_TASK INSTRUCTIONS_
The records appear below. Set down exactly each line from the one that contains "Output a JSON" through the last, both included.

Extracted data entries
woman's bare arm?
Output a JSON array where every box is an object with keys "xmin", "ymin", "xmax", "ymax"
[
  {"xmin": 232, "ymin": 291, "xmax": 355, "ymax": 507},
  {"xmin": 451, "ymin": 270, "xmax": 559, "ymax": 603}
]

_OUTPUT OF THE TASK_
Output a JSON array where every box is an object with keys "xmin", "ymin", "xmax", "ymax"
[
  {"xmin": 232, "ymin": 291, "xmax": 355, "ymax": 507},
  {"xmin": 451, "ymin": 270, "xmax": 559, "ymax": 603}
]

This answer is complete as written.